* [EXERCISE AIM]:
Exactly as given, restate each record that follows.

* [DATA IN THIS EXERCISE]:
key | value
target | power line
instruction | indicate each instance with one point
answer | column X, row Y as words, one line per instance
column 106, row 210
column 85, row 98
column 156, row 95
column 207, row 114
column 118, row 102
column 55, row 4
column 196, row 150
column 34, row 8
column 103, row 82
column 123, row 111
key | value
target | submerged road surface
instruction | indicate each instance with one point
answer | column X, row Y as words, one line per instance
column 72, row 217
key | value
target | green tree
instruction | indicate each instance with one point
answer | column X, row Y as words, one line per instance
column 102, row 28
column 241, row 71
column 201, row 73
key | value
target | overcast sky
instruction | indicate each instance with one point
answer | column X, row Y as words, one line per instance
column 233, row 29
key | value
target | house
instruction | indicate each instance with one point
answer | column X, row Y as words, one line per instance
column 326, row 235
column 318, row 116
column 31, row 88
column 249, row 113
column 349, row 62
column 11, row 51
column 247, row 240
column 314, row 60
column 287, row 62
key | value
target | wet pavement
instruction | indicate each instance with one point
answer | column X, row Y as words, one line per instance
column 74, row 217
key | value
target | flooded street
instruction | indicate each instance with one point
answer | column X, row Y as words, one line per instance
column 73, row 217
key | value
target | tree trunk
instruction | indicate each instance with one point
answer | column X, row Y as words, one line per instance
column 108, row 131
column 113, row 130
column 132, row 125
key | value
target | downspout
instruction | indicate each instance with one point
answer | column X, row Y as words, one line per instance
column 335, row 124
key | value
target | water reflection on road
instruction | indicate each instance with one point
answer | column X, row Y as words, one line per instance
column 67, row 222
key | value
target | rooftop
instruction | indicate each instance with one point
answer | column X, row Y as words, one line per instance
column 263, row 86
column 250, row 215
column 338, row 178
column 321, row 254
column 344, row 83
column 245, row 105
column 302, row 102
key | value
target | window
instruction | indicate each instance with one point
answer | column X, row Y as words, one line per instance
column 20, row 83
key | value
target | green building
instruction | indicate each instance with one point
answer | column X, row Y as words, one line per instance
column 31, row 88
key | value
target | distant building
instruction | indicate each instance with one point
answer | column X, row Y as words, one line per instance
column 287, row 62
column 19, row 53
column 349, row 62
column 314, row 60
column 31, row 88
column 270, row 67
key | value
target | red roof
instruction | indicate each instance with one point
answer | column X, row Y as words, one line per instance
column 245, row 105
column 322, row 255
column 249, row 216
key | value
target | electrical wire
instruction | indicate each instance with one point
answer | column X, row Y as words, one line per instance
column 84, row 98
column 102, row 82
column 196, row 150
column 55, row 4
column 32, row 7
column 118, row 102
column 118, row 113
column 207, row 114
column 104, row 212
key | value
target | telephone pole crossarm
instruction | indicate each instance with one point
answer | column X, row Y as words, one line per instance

* [WRITTEN RESPONSE]:
key | value
target | power line
instruction | indicate each instance with one point
answer | column X, row Y as words, one line per instance
column 106, row 210
column 85, row 98
column 156, row 95
column 207, row 114
column 118, row 102
column 55, row 4
column 196, row 150
column 34, row 8
column 103, row 82
column 123, row 111
key | value
target | submerged road surface
instruction | indicate each instance with one point
answer | column X, row Y as words, one line per instance
column 72, row 217
key | value
target | green tree
instruction | indicate each instance with one point
answer | column X, row Y as words, one line per instance
column 102, row 28
column 241, row 71
column 201, row 73
key | value
target | overcast sky
instruction | indicate each instance with one point
answer | column X, row Y as words, one line per instance
column 233, row 29
key | value
target | house
instruction | indicate each instance with one point
answer | column X, row Y as words, one line per instance
column 326, row 235
column 318, row 116
column 31, row 88
column 249, row 113
column 349, row 62
column 11, row 51
column 247, row 240
column 314, row 60
column 287, row 62
key | value
target | wet pavement
instruction | indicate each instance with one point
answer | column X, row Y as words, one line per instance
column 74, row 217
key | value
target | flooded street
instruction | indicate each instance with one point
answer | column X, row Y as words, one line per instance
column 73, row 217
key | value
target | tree trunk
instruction | indicate each instance with one point
answer | column X, row Y as words, one line per instance
column 108, row 131
column 113, row 130
column 132, row 125
key | value
target | downspout
instruction | indicate each instance with one point
answer | column X, row Y as words, one line per instance
column 335, row 124
key | value
target | water reflection on road
instruction | indicate each instance with one point
answer | column X, row Y as words, one line per instance
column 67, row 222
key | value
target | rooftop
instruction | indicate each instance with one point
answer | column X, row Y as words, one line per instance
column 263, row 86
column 250, row 215
column 338, row 178
column 321, row 254
column 344, row 83
column 245, row 105
column 302, row 102
key | value
target | window
instruction | indicate each instance with one point
answer | column X, row Y as words, one line per instance
column 20, row 83
key | value
target | green building
instruction | indicate each instance with one point
answer | column X, row Y as words, one line per instance
column 31, row 88
key | value
target | distant building
instruction | indicate each instance with one point
answer | column X, row Y as words, one line per instance
column 287, row 62
column 19, row 53
column 349, row 62
column 314, row 60
column 31, row 88
column 270, row 67
key | value
target | red roof
instruction | indicate each instance with one point
answer | column X, row Y as words, one line per instance
column 245, row 105
column 322, row 255
column 249, row 216
key | value
target | electrical wire
instruction | indicate each instance with one point
answer | column X, row Y as words, one line per instance
column 84, row 98
column 102, row 82
column 196, row 150
column 55, row 4
column 32, row 7
column 118, row 102
column 118, row 113
column 207, row 114
column 104, row 212
key | value
target | telephone pole crossarm
instruction | indicate each instance with one point
answer | column X, row Y as words, one line per instance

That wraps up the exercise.